* **Selected text**
In a late 2012 interview, the head of the Technology, Media, and Telecommunications Group at Deloitte LLP expressed the opinion global economic concerns in 2013 will move tech companies to continue to attack costs and conserve cash. At the same time, winning tech companies will continue to develop an improved customer experience through innovative products. The bulk of this innovation will be seen in the mobile and smartphone space.

Apple Inc. has mastered what many experts see to be the heart of the modern technology company. It integrates hardware and software into products that deliver the best possible user experience to its customers. Apple products may be expensive, but few deny they work better than competitive products.

In recent times Apple has gone from a rarely matched unanimity in bullish views to a more mixed following. Apple Bears are evident and growling about margins and market share. Yet if you look at the numbers in our table, Apple is the clear choice here. The company has the highest growth forecast, lowest forward P/E, highest return on equity, and highest operating margin.

Stored items

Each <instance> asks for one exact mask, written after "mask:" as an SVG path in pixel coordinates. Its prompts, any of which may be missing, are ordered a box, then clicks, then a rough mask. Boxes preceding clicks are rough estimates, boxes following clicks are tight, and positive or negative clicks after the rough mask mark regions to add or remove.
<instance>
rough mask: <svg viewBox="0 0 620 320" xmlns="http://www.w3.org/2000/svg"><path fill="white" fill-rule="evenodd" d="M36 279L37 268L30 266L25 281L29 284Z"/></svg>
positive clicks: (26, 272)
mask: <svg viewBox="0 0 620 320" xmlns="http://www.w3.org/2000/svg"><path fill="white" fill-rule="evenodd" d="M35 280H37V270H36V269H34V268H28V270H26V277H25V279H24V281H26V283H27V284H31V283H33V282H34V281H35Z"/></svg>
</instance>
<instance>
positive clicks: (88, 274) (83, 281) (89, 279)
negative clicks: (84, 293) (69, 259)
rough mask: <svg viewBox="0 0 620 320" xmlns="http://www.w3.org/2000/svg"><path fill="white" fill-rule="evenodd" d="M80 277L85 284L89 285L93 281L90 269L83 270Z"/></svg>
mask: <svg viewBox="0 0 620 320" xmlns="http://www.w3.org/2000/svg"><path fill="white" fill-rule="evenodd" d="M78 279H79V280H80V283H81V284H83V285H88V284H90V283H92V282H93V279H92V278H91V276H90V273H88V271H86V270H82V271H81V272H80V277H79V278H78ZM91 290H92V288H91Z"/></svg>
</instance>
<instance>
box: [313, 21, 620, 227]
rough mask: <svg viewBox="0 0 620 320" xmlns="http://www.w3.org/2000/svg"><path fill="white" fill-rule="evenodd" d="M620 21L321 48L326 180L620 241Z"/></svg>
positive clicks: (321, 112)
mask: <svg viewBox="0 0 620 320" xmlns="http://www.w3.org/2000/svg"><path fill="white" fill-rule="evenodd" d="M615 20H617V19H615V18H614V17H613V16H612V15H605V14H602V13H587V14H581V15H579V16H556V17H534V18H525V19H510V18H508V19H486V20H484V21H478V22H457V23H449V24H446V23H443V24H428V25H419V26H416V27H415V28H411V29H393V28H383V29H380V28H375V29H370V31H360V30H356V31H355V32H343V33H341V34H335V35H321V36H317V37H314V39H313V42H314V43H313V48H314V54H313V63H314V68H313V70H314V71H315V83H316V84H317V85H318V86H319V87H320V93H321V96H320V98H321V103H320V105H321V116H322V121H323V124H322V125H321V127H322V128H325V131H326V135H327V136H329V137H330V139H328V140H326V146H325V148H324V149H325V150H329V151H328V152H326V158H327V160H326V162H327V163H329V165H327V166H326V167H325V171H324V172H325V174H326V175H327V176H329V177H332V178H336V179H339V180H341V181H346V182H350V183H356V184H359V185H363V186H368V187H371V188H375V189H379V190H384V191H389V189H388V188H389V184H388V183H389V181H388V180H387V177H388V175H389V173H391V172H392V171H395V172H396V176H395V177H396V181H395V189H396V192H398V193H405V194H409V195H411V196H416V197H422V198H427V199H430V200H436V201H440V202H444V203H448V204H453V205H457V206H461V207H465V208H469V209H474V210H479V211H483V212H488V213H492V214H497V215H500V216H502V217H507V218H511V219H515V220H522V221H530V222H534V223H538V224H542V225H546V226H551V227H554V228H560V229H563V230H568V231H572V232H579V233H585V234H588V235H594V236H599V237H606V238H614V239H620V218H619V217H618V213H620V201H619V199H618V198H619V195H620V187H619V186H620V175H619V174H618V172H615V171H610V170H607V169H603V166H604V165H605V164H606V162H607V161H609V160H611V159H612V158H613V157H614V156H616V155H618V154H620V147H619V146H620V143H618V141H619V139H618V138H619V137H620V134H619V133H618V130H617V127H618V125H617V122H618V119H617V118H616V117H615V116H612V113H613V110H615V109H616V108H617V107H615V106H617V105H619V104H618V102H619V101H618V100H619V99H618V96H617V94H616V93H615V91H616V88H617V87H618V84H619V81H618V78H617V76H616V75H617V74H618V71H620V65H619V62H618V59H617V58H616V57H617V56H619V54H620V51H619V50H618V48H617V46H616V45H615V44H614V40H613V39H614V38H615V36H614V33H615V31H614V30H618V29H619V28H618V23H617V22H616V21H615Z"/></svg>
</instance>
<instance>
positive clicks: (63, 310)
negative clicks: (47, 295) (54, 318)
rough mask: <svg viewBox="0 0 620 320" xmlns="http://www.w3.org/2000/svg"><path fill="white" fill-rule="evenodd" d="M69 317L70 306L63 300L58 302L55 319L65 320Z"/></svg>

* **Exercise set**
**A.** Return the Apple passage word for word, starting with "In a late 2012" and going on through "than competitive products.".
**B.** Please answer these questions using the Apple passage.
(i) At which firm does the interviewed head of the Technology, Media, and Telecommunications Group work?
(ii) In what space will the bulk of the innovation be seen?
(iii) What are Apple Bears growling about?

* **Answers for this exercise**
**A.**
In a late 2012 interview, the head of the Technology, Media, and Telecommunications Group at Deloitte LLP expressed the opinion global economic concerns in 2013 will move tech companies to continue to attack costs and conserve cash. At the same time, winning tech companies will continue to develop an improved customer experience through innovative products. The bulk of this innovation will be seen in the mobile and smartphone space.

Apple Inc. has mastered what many experts see to be the heart of the modern technology company. It integrates hardware and software into products that deliver the best possible user experience to its customers. Apple products may be expensive, but few deny they work better than competitive products.

**B.**
(i) Deloitte LLP
(ii) The mobile and smartphone space
(iii) Margins and market share